> _Exercise description_: Beginning with the line that holds "Kindly mark the innermost point of each instance of the mossy", copy each line through the end of the material below, exactly and with no pictures.

[[ Dataset records open ]]

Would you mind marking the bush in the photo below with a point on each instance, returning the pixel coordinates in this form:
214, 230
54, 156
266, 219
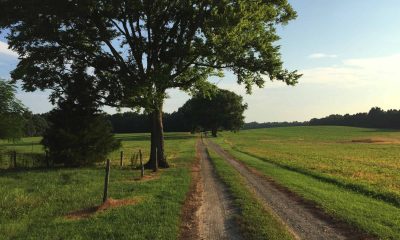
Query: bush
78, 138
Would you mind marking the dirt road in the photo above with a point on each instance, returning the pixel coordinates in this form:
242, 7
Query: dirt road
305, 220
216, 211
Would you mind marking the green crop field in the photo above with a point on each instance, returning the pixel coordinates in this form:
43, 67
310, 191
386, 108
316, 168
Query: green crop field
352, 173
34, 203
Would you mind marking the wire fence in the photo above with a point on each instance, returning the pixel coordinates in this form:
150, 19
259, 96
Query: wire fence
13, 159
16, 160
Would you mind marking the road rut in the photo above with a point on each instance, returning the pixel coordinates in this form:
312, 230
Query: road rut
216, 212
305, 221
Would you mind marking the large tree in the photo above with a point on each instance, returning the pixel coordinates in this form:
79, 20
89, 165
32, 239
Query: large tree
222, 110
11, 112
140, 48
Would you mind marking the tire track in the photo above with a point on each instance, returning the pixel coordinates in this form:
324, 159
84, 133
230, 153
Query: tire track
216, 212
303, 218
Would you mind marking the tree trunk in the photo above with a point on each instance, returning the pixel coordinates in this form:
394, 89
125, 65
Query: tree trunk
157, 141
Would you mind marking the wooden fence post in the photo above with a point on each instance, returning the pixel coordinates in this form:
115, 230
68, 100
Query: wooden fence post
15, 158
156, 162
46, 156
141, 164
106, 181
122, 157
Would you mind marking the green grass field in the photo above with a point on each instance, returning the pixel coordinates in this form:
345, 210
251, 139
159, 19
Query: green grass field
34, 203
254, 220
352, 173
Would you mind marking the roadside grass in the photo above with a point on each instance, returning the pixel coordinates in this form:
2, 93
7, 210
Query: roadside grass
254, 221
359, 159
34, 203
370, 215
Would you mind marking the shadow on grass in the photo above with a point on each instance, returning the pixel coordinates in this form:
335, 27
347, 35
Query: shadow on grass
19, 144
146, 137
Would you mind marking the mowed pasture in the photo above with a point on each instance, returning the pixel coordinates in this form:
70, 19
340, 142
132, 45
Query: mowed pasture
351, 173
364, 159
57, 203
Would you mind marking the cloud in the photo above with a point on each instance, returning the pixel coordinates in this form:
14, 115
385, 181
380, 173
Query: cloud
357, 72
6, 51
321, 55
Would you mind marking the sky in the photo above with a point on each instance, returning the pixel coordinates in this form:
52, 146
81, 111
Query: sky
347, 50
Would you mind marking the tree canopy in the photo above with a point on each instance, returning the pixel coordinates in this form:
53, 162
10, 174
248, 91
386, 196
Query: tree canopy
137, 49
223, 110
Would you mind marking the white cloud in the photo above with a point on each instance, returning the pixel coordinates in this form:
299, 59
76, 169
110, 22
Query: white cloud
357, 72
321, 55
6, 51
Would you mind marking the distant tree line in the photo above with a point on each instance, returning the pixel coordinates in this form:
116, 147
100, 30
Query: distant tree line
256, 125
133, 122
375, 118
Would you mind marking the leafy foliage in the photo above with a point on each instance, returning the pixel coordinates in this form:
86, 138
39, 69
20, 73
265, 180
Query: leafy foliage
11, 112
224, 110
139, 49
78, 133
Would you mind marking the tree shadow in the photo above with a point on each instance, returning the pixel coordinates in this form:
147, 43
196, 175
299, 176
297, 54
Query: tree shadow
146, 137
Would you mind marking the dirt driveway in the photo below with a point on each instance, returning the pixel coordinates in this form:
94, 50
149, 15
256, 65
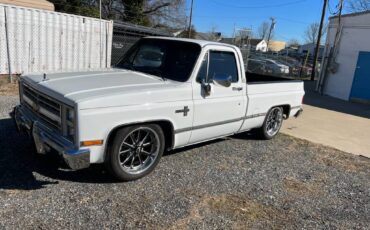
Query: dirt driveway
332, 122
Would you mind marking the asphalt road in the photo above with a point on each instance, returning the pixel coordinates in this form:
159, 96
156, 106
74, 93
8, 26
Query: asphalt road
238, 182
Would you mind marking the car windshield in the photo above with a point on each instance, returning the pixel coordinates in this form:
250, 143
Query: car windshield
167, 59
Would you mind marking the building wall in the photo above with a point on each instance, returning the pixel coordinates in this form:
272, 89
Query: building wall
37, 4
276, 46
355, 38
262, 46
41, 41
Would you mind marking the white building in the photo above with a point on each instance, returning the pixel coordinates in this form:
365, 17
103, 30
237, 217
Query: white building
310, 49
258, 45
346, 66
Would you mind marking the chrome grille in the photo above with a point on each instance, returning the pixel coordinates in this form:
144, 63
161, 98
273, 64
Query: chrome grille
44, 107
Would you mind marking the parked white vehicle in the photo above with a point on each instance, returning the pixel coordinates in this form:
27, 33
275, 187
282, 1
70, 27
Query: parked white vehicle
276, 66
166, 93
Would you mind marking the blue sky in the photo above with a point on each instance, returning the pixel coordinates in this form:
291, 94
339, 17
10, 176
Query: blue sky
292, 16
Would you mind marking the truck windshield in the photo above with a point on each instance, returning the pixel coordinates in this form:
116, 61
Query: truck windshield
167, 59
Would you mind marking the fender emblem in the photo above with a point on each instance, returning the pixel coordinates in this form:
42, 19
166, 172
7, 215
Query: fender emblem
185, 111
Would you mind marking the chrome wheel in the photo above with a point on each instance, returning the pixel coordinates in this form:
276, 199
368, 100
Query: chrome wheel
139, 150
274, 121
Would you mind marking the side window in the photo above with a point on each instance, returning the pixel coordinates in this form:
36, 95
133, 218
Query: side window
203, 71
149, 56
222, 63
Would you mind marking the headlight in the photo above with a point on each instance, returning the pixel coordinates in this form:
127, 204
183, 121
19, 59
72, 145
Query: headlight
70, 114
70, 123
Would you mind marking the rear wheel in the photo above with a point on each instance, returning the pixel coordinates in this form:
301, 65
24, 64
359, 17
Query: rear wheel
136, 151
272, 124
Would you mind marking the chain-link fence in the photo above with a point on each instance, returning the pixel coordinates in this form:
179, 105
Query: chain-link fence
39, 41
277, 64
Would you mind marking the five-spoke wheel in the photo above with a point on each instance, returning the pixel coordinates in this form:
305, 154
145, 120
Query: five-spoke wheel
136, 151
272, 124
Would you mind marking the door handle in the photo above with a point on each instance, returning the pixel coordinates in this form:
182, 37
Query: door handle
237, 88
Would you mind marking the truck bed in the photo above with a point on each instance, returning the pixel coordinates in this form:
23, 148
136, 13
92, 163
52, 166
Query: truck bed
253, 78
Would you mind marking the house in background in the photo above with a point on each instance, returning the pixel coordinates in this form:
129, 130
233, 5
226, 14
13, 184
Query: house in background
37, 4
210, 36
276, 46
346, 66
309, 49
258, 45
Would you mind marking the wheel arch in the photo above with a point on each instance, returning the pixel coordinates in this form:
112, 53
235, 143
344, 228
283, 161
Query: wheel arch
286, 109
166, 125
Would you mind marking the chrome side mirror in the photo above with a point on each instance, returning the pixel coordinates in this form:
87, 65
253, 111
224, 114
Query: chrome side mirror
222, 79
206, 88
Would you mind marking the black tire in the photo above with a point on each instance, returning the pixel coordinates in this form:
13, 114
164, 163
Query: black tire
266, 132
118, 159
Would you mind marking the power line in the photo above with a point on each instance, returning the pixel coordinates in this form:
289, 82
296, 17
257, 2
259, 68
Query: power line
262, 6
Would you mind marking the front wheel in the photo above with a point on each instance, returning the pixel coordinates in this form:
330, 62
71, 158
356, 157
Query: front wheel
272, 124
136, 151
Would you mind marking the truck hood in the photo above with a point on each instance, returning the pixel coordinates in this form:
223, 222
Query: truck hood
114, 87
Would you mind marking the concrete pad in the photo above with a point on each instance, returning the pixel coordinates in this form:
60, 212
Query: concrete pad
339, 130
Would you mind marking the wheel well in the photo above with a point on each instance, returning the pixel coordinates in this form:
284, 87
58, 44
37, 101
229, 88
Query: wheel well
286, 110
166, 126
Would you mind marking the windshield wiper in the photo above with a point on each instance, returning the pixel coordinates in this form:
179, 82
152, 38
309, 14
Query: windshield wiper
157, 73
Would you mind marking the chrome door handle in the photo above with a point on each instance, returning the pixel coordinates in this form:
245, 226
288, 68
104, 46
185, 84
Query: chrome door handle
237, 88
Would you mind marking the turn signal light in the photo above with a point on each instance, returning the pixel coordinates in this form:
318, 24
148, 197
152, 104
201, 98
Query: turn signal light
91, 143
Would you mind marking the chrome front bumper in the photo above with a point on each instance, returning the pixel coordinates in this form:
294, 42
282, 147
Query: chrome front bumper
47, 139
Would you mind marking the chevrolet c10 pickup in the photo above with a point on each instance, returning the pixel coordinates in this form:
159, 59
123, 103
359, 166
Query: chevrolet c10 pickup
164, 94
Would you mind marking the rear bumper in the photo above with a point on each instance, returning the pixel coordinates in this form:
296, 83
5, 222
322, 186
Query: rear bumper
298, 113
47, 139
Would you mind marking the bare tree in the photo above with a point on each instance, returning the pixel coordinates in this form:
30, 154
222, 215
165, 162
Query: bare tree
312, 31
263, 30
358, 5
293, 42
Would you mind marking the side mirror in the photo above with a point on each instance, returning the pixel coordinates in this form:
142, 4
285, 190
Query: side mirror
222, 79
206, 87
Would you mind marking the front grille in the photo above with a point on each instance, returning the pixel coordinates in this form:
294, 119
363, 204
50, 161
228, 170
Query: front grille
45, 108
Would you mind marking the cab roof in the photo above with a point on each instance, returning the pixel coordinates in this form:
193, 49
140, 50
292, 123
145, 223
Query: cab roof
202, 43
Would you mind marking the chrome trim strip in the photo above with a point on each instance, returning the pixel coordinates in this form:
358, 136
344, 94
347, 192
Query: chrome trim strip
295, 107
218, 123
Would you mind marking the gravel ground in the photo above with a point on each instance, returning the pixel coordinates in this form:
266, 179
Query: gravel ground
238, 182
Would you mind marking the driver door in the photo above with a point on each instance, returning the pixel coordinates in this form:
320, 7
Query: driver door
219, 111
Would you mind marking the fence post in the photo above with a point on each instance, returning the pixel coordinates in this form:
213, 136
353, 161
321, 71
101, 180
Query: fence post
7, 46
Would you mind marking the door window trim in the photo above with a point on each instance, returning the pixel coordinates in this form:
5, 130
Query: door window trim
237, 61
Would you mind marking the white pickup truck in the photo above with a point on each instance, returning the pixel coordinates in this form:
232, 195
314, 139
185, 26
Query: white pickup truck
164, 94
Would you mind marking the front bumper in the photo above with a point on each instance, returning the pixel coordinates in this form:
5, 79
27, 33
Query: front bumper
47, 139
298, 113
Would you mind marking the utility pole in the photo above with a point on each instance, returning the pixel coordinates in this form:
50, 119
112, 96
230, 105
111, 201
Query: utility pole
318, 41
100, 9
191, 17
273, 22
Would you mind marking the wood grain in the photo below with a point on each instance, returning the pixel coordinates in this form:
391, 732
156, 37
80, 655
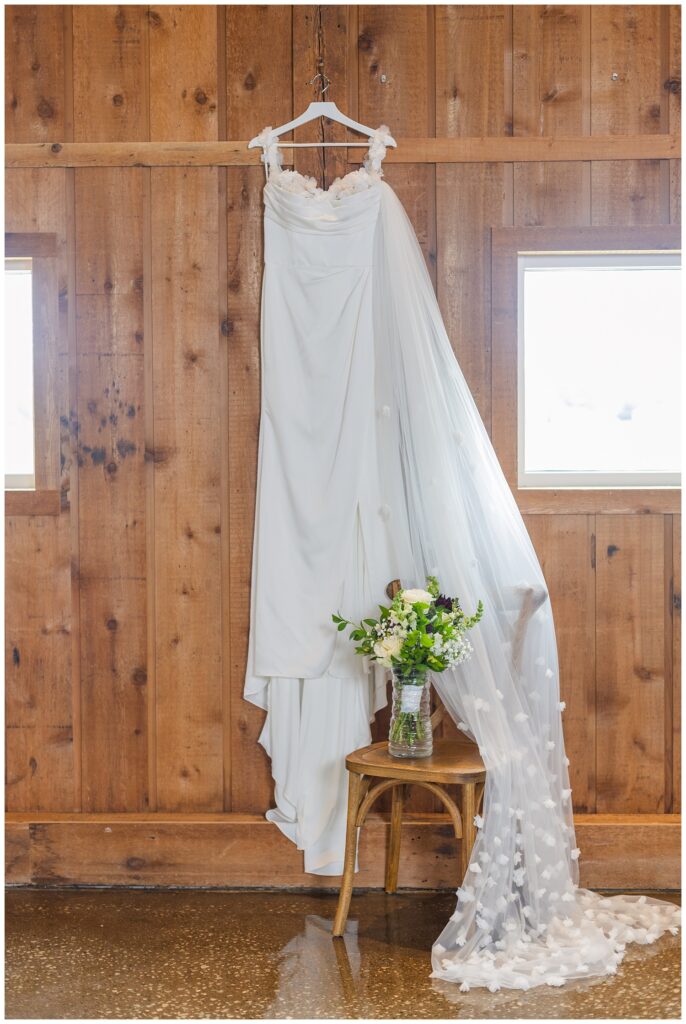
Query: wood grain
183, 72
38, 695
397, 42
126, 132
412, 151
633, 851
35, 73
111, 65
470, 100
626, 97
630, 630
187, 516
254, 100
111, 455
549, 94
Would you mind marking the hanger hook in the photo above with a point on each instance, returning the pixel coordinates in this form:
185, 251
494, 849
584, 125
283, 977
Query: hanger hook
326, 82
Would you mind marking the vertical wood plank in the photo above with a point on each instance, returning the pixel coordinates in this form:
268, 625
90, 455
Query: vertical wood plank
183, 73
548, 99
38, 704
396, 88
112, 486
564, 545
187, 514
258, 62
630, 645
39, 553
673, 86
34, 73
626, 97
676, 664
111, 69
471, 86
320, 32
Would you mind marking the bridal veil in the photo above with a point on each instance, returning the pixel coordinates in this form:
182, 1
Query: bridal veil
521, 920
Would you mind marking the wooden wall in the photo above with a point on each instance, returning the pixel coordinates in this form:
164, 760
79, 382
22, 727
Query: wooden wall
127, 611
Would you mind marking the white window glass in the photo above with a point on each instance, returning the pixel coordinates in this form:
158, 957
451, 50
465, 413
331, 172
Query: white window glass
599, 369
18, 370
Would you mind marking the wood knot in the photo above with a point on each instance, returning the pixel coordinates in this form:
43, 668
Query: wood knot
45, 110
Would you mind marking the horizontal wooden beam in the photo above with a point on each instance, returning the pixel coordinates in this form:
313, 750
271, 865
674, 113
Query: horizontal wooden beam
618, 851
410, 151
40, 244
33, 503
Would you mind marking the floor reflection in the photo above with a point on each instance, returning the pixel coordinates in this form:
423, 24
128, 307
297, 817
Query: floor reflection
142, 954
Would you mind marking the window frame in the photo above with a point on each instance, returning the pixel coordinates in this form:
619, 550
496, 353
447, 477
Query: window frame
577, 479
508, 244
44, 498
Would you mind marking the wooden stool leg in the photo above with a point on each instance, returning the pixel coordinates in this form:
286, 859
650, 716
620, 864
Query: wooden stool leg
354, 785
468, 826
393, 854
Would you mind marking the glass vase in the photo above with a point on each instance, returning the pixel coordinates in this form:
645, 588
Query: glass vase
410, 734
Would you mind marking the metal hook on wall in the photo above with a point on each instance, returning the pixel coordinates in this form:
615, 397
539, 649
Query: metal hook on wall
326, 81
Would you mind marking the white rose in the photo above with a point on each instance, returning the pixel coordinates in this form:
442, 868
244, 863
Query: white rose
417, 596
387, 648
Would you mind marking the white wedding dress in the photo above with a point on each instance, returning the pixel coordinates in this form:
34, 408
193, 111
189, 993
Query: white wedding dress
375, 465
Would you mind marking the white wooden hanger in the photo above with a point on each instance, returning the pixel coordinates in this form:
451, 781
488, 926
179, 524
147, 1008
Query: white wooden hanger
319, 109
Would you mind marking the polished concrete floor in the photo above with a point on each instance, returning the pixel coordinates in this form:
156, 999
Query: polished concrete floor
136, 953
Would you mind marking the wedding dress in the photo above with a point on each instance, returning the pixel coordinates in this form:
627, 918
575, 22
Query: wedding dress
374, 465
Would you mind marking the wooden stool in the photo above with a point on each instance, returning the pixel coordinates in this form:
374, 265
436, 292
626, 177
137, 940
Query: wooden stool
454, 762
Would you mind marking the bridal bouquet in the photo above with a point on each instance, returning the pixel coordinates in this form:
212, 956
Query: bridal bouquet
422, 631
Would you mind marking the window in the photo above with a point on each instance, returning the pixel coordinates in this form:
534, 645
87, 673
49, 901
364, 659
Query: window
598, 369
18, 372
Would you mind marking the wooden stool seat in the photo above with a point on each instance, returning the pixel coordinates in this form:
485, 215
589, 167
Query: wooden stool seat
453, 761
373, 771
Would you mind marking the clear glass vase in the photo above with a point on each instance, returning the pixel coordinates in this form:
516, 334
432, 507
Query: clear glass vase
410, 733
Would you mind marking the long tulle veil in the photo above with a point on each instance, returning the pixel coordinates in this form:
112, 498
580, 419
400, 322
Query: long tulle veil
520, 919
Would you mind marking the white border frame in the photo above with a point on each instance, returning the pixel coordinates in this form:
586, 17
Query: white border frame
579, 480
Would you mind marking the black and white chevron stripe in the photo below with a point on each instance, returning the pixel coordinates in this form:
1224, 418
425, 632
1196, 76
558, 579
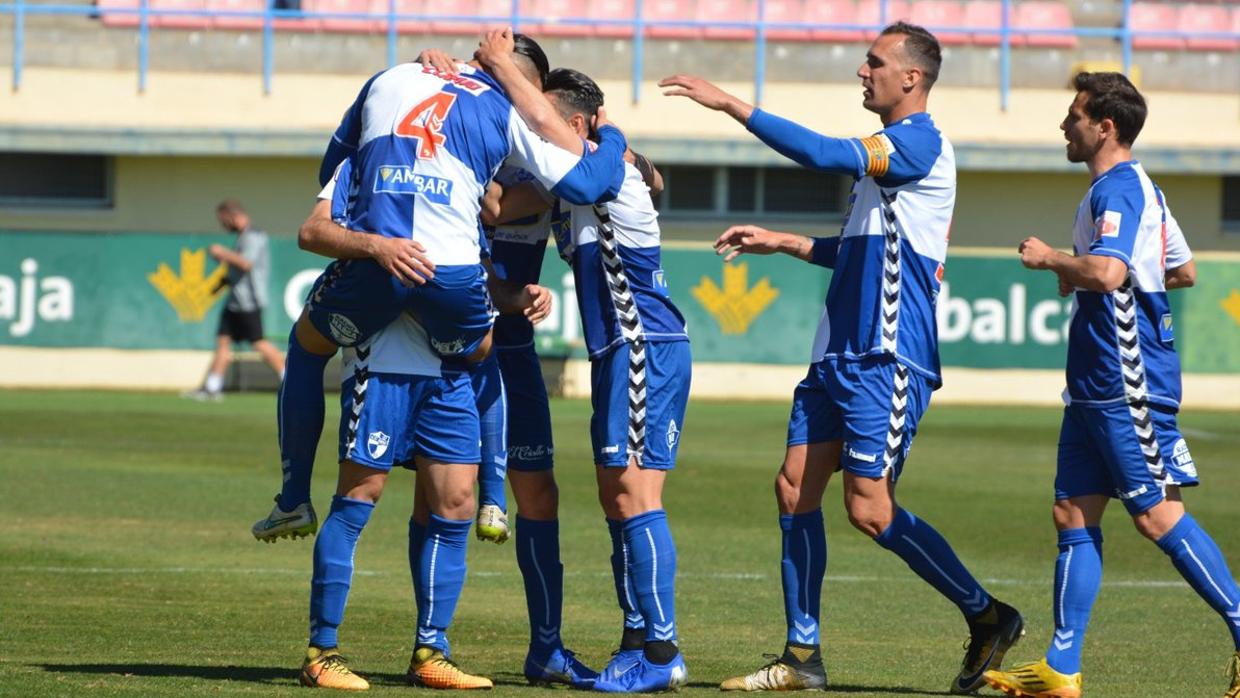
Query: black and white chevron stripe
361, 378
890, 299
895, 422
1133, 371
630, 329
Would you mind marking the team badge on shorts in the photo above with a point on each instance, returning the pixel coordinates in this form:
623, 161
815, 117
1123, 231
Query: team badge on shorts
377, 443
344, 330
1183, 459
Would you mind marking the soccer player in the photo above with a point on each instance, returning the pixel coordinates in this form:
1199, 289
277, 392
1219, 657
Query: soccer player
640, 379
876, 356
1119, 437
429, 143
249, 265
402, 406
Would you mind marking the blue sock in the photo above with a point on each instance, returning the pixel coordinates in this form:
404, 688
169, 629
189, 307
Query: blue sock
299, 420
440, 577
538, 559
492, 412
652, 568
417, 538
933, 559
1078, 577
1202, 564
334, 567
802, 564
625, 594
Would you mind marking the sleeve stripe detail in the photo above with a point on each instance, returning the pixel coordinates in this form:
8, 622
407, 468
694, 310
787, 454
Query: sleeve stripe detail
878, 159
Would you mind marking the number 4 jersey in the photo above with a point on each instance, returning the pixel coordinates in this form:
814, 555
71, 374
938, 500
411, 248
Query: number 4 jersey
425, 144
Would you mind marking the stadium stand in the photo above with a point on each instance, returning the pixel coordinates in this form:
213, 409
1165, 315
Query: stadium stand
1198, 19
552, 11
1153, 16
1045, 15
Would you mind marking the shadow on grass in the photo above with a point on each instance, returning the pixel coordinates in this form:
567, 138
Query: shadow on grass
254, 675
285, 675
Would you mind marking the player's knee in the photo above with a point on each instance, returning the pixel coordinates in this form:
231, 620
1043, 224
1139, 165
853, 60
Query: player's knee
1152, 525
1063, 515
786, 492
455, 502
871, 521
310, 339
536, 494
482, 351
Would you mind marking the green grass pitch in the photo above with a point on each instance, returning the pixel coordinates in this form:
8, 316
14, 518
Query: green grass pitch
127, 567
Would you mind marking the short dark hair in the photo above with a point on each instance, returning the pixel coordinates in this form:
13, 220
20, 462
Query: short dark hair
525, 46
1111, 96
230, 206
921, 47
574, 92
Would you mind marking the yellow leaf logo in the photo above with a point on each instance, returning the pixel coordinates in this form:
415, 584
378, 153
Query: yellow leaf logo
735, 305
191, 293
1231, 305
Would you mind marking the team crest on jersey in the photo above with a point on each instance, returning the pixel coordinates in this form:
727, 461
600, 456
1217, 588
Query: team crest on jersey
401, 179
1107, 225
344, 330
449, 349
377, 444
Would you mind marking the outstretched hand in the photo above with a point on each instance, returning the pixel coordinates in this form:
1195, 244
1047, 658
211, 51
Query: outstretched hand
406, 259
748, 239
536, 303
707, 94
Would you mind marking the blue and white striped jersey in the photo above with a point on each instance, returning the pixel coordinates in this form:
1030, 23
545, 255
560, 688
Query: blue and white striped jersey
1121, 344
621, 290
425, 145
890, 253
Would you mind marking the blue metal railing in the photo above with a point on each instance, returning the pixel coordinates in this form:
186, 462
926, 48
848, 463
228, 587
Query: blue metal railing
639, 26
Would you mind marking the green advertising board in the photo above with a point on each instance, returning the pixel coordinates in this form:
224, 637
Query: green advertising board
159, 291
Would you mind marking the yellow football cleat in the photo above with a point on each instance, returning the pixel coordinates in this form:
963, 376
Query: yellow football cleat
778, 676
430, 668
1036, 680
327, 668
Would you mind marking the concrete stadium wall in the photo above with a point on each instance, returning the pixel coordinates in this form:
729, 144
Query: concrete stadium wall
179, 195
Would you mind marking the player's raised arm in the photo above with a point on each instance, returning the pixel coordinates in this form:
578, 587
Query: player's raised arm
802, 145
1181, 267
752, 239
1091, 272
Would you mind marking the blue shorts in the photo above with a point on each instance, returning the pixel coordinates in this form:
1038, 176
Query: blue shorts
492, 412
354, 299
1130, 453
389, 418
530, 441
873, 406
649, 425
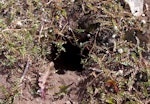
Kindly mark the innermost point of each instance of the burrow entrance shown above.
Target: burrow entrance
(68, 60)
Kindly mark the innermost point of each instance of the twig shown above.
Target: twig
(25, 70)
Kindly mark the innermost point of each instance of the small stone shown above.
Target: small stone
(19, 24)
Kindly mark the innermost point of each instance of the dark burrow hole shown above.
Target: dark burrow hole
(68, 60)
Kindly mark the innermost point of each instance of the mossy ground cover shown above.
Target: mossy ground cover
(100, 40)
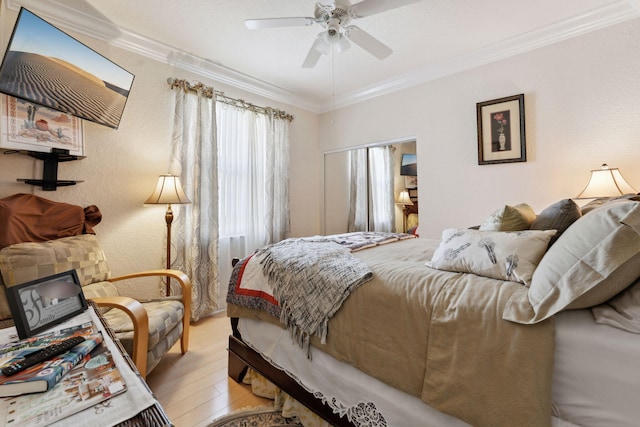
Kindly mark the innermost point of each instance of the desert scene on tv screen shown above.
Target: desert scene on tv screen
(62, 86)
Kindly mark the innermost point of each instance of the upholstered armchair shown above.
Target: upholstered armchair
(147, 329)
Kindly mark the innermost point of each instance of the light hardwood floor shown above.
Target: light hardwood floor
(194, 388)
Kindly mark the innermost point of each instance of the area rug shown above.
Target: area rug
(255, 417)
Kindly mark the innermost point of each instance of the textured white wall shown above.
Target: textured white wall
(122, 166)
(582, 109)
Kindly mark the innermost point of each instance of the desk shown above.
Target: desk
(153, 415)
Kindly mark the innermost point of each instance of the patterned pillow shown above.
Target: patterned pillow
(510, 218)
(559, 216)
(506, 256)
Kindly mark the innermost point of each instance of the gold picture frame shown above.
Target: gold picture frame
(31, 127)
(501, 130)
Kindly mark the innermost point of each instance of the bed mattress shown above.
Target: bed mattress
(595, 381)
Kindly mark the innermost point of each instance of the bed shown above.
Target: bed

[[ Dataset records closed ]]

> _Task result_:
Kindly mark the innermost point of each instance of the mossy ground cover shown above.
Target: mossy ground cover
(100, 40)
Kindly mark the innermost point of each instance of the desert scene on tv screen shown above.
Target: desert scene on tv screen
(62, 86)
Kindly mark the innermost point of each instance of the upholstered armchair shown above.
Target: upholstered armchair
(147, 329)
Kindly mark the innermost point of each instance of the light hardwood floor shown above.
Target: light hardwood floor
(194, 388)
Kindly mark the innermost point of each instance of the area rug shown above.
Target: area rug
(255, 417)
Kindly mark the innermost point of each instance of the textured white wall shown above.
Target: textured white wall
(122, 166)
(582, 109)
Kindly mark the innermost point of each instance of the desk shown above.
Target: desk
(153, 415)
Kindly mark the innermost point of each instance of the patterned pillow shown above.
Target: patterned pillow
(510, 218)
(559, 216)
(506, 256)
Kindly mark the innermost point of each instance of the gold picture frame shown above.
Target: gold picture frame
(31, 127)
(501, 130)
Kindly mark the innermost point of each instance of the bed mattress shown above.
Target: bed mattress
(595, 381)
Kindly mark the innermost point of each instance of the bed shown above.
Target: bed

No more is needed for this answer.